Copy the listing below line for line, with no changes at all.
- Opening Delimiter -
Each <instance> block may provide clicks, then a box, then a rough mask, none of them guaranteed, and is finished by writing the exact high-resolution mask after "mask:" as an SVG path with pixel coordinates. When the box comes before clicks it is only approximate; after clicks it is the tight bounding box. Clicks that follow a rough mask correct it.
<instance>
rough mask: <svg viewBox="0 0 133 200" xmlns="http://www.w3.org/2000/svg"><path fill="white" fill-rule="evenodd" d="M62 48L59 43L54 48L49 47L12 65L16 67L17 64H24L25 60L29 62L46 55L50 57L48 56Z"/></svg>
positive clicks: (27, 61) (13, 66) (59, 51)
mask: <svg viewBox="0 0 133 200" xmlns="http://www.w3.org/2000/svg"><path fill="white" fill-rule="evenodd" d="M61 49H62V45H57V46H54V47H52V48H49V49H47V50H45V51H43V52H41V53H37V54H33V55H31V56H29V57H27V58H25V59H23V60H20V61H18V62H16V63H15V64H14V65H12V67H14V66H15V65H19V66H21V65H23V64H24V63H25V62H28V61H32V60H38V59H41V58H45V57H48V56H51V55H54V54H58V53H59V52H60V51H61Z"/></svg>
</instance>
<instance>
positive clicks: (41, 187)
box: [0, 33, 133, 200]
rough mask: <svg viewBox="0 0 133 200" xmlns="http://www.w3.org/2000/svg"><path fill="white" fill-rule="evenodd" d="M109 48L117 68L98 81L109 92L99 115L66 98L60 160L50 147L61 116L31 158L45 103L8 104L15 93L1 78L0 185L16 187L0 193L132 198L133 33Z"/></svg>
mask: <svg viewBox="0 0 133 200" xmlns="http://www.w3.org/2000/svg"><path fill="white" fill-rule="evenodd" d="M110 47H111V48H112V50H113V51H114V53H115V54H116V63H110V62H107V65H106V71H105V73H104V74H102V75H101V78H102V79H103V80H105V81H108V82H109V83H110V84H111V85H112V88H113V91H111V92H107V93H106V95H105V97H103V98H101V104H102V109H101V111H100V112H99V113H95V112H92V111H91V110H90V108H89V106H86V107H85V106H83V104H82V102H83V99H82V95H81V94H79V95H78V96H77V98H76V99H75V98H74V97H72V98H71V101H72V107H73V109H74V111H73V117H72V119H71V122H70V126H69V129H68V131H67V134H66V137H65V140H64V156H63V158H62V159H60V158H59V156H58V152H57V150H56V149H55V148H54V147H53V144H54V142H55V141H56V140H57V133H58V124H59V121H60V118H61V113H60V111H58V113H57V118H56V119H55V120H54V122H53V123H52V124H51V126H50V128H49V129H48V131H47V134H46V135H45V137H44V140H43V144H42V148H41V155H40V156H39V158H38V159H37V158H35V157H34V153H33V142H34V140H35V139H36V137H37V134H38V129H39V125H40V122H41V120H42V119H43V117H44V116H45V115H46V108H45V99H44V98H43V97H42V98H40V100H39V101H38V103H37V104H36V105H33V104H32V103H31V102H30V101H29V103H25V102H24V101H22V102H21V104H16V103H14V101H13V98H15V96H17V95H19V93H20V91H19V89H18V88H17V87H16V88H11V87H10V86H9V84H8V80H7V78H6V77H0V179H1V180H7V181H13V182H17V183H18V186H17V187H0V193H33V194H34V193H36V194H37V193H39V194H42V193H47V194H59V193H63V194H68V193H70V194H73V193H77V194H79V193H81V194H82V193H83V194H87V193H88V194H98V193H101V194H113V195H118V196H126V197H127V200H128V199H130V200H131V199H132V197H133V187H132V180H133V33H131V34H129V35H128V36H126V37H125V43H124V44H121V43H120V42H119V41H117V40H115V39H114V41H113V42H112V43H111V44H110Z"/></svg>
- Closing Delimiter -
▸ **COMPLETED TASK**:
Each <instance> block may provide clicks, then a box, then a rough mask, none of them guaranteed, and is finished by writing the exact high-resolution mask after "mask:" as an SVG path with pixel coordinates. When the box comes before clicks it is only approximate; after clicks it is the tight bounding box. Clicks that follow a rough mask correct it.
<instance>
rough mask: <svg viewBox="0 0 133 200" xmlns="http://www.w3.org/2000/svg"><path fill="white" fill-rule="evenodd" d="M62 48L59 43L54 48L49 47L12 65L16 67L17 64H24L25 60L29 62L46 55L50 57L48 56Z"/></svg>
positive clicks: (27, 61) (13, 66) (59, 51)
mask: <svg viewBox="0 0 133 200" xmlns="http://www.w3.org/2000/svg"><path fill="white" fill-rule="evenodd" d="M61 49H62V45H57V46H54V47H52V48H49V49H47V50H45V51H43V52H41V53H37V54H33V55H31V56H29V57H27V58H25V59H23V60H20V61H18V62H16V63H15V64H14V65H12V67H14V66H15V65H19V66H21V65H23V64H24V63H25V62H28V61H32V60H38V59H41V58H45V57H48V56H51V55H54V54H58V53H59V52H60V51H61Z"/></svg>
</instance>
<instance>
positive clicks: (41, 187)
box: [0, 33, 133, 200]
rough mask: <svg viewBox="0 0 133 200" xmlns="http://www.w3.org/2000/svg"><path fill="white" fill-rule="evenodd" d="M109 48L117 68L98 81L109 92L99 115L66 98L60 160L50 147L61 116L31 158L45 103L8 104L15 93L1 78L0 185L16 187L0 193L132 198L133 33Z"/></svg>
mask: <svg viewBox="0 0 133 200" xmlns="http://www.w3.org/2000/svg"><path fill="white" fill-rule="evenodd" d="M110 47H111V48H112V50H113V51H114V53H115V54H116V63H110V62H107V65H106V71H105V73H104V74H102V75H101V78H102V79H103V80H105V81H108V82H109V83H110V84H111V85H112V88H113V91H111V92H107V93H106V95H105V97H103V98H101V104H102V109H101V111H100V112H99V113H95V112H92V111H91V110H90V108H89V106H86V107H85V106H83V104H82V102H83V99H82V95H81V94H79V95H78V96H77V98H76V99H75V98H74V97H72V98H71V101H72V107H73V109H74V111H73V117H72V119H71V122H70V126H69V129H68V131H67V134H66V137H65V140H64V156H63V158H62V159H60V158H59V156H58V152H57V150H56V149H55V148H54V147H53V144H54V142H55V141H56V140H57V133H58V124H59V121H60V118H61V113H60V111H58V113H57V118H56V119H55V120H54V122H53V123H52V124H51V126H50V128H49V129H48V131H47V134H46V135H45V137H44V140H43V144H42V148H41V155H40V156H39V158H38V159H37V158H35V157H34V153H33V142H34V140H35V139H36V137H37V134H38V129H39V125H40V122H41V120H42V119H43V117H44V116H45V115H46V108H45V99H44V98H43V97H42V98H40V100H39V101H38V103H37V104H36V105H33V104H32V103H31V102H30V101H29V103H25V102H24V101H22V102H21V104H16V103H14V101H13V98H15V96H17V95H19V93H20V91H19V89H18V88H17V87H16V88H11V87H10V86H9V84H8V80H7V78H6V77H0V179H1V180H7V181H13V182H17V183H18V186H17V187H0V193H33V194H34V193H36V194H37V193H39V194H42V193H47V194H59V193H63V194H68V193H70V194H73V193H77V194H79V193H81V194H82V193H83V194H87V193H88V194H98V193H101V194H113V195H118V196H126V197H127V200H128V199H130V200H131V199H132V197H133V187H132V180H133V33H131V34H129V35H128V36H126V37H125V43H124V44H121V43H120V42H119V41H117V40H115V39H114V41H113V42H112V43H111V44H110Z"/></svg>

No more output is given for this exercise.